# Status: 0xc0000017 HELP?!



## audiotragedi (Aug 31, 2011)

Hello! 

I have a problem with a new computer tower that I've made from scratch.

But before I continue let me point out; I wasn't to sure were to post this, but it will become apparent further down why I figured hardware section might be my best bet. *If I'm in the wrong section please direct me to the correct section and I will move on to there.*

Thank you for taking the time to read my post anyway!  and I hope you can help;

So a friend gave me a computer tower with motherboard etc. and I thought I might as well give it a go at fixing it and bringing it up to speed 

I followed your communities thread "Guide for building your own system" and I am quite proud I have gotten this far 

However I've come to the point where I've exhausted all other options and admitted defeat.

So this is what happens;


start up the computer
comes up with all information e.g specs.
detects that I have a CD/ROM drive and a HDD drive
comes up with all other info e.g Processor clock etc. then says "Searching for boot record from cd/dvd-0..ok
then "Press any key to boot from a cd or dvd
I press enter and this error comes up;










"Status: Oxc0000017
Info : Ramdisk device creation failed due to insufficient memory."

Now before I continue I have to point out a have a windows re-installation disk in the disk drive so it may be trying to install that.

any Idea what this is about? Ramdisk is the reason I posted here as I figured it may be something to do with the RAM. 
However I don't want to touch any of the RAM without help first so anything you can add to this would be GREATLY appreciated.

Thank you for taking the time to read this...again, if I am in the wrong place please direct me to the correct place!

════

» **WORK INSTRUCTIONS**:
**a)** In the boot error post, what info message appears along with the status code?
**b)** List every step of the startup sequence described in the boot error post, in order.
**c)** Pick up the boot error post right after its last sentence and keep writing in the same voice.
The data that comes next has no connection to the boot error post.

» **DATA PROVIDED**:

════

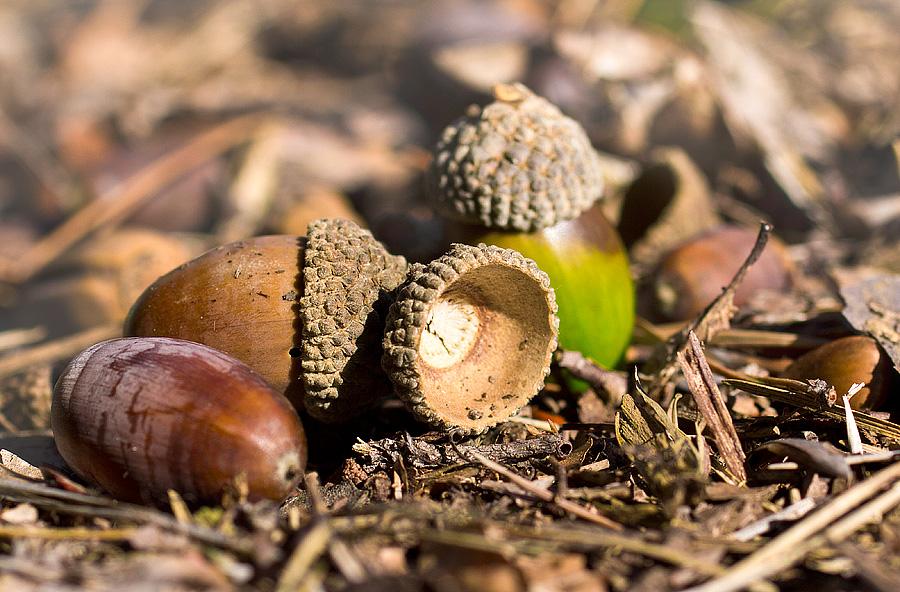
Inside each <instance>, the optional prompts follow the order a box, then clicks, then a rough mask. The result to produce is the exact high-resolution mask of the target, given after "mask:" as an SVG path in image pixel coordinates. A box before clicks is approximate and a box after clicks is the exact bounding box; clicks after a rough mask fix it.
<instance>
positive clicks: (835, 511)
mask: <svg viewBox="0 0 900 592" xmlns="http://www.w3.org/2000/svg"><path fill="white" fill-rule="evenodd" d="M898 481H900V463H895V464H893V465H891V466H889V467H887V468H885V469H882V470H881V471H879V472H878V473H875V474H874V475H872V476H871V477H869V478H868V479H866V480H865V481H862V482H861V483H858V484H856V485H854V486H853V487H851V488H850V489H848V490H847V491H845V492H844V493H842V494H841V495H839V496H837V497H836V498H834V499H833V500H831V501H830V502H828V503H827V504H826V505H825V506H824V507H822V508H820V509H819V510H818V511H816V512H813V513H812V514H811V515H809V516H808V517H806V518H804V519H803V520H802V521H800V522H798V523H797V524H795V525H794V526H793V527H791V528H790V529H788V530H787V531H785V532H784V533H782V534H781V535H779V536H778V537H776V538H774V539H772V541H771V542H769V543H768V544H767V545H765V546H764V547H762V548H761V549H759V550H758V551H756V552H755V553H753V554H752V555H749V556H748V557H746V558H744V559H743V560H741V561H740V562H738V563H737V564H735V565H734V567H732V568H731V569H730V570H728V572H727V573H726V574H725V575H723V576H721V577H720V578H717V579H715V580H712V581H710V582H707V583H706V584H702V585H700V586H696V587H694V588H691V589H690V590H689V592H732V591H734V590H740V589H742V588H744V587H746V586H749V585H750V584H752V583H753V582H758V581H760V580H762V579H764V578H767V577H769V576H772V575H774V574H776V573H778V572H780V571H782V570H784V569H787V568H789V567H791V566H793V565H794V564H796V563H797V562H798V561H801V560H802V559H803V558H804V557H805V556H806V555H807V554H808V553H809V552H810V551H811V550H812V549H815V548H816V547H818V546H819V545H821V544H823V543H827V542H830V541H840V540H842V539H843V538H846V537H847V536H849V535H850V534H852V533H853V532H854V531H855V530H857V529H858V528H860V527H861V526H863V525H864V524H866V523H868V522H871V521H872V520H876V519H878V518H880V517H881V516H883V515H884V513H885V512H887V511H888V510H890V509H892V508H894V507H896V506H897V504H900V484H898ZM889 485H893V486H892V487H891V489H890V490H888V491H887V492H885V493H884V494H883V495H880V496H879V497H877V498H876V499H875V500H873V501H872V502H871V503H869V504H866V505H865V506H863V507H861V508H859V509H858V510H857V511H855V512H853V511H852V510H853V509H854V508H856V507H857V506H859V505H860V504H861V503H863V502H865V501H866V500H867V499H869V498H871V497H872V496H875V495H878V492H879V491H881V490H882V489H884V488H885V487H887V486H889ZM829 525H832V526H831V528H828V527H829Z"/></svg>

════

» **WRITTEN ANSWERS**:
**a)** "Ramdisk device creation failed due to insufficient memory."

**b)**
1. The computer is started up.
2. It shows all information, such as specs.
3. It detects a CD/ROM drive and an HDD drive.
4. It shows other info, such as the processor clock, then says "Searching for boot record from cd/dvd-0..ok".
5. It shows "Press any key to boot from a cd or dvd".
6. The poster presses enter, and the error comes up.

**c)**
Specs of the system will follow below (If I'm in the right section of course!)

*EDIT: for help with my next problem please click here*


----------



## audiotragedi (Aug 31, 2011)

I need help getting onto the BIOS to if anyone thinks that would work.

I'm also a bit stuck on how to get all the specs up?  that sounds like such a noob question but I've never had to deal with this type of thing


----------



## crjdriver (Jan 2, 2001)

First of all, open the case and find out what mb [brand and model # are silkscreened on the board] what pw supply, what ram, etc, etc. Post that here.

You post that a friend gave you the case, board, etc. Was this a working system?


----------



## audiotragedi (Aug 31, 2011)

Motherboard: Asrock DDR 400

RAM 
DDR 3: Kingston 128MB Module
DDR 2: Samsung PC3200 256MB
DDR 1: Infineon 32Mx64 SDRAM 256MbB

(I am aware that maybe the RAM has to be in a certain order? please tell me if it does and if so what order?)

Graphics Card: XpertVision Model: FX5500 AGP8X 256MB TV-OUT DVI

Power Supply: WIN POWER Model: ATX-400

HDD: Seagate U Series 5 30GB

The Following Is other bits of writing on the inside of the motherboard;

"AGP 8X"
"FSB800"
"ATA133"
"Prescott 800"
"P4S61"

(These Don't make sense to me so if you can decode them that would be brilliant)

as far as I'm aware it was all in working condition.

Do you need anything else?

Thank you for taking the time to reply


----------



## crjdriver (Jan 2, 2001)

OK, that is some pretty old technology. The very first thing I see is three mis-matched memory chips. Pull out 2 of them and install just the samsung memory in the first memory slot. Now attempt your install. 

Next the things that did not make sense to you are the capabilities of the mb; ie is supports agp 8x, it supports ide speeds up to 133, the P4S61 is the type of chipset ie SiS.

Honestly with this old of tech, I would not be putting any money into it; this is at least 4 generations old AND SiS is a very low end chipset ie it was a cheap mb when it was made years ago.


----------



## crjdriver (Jan 2, 2001)

If you are doing this for a learning experience, that is fine. If you are doing it and expect it to work with modern tech, then you are wasting your time.


----------



## audiotragedi (Aug 31, 2011)

Yes this is just a learning experience but I would like it to at least run slow than not run at all.
I'm not investing any money into this project just my time 

_Pull out 2 of them and install just the samsung memory in the first memory slot._

First memory slot being DDR 1 or 3?

either way Im going to try both.

I realised it was old but did not realise it was 4 generations old! 

I do have another processor, If it would help should i put it in the motherboard?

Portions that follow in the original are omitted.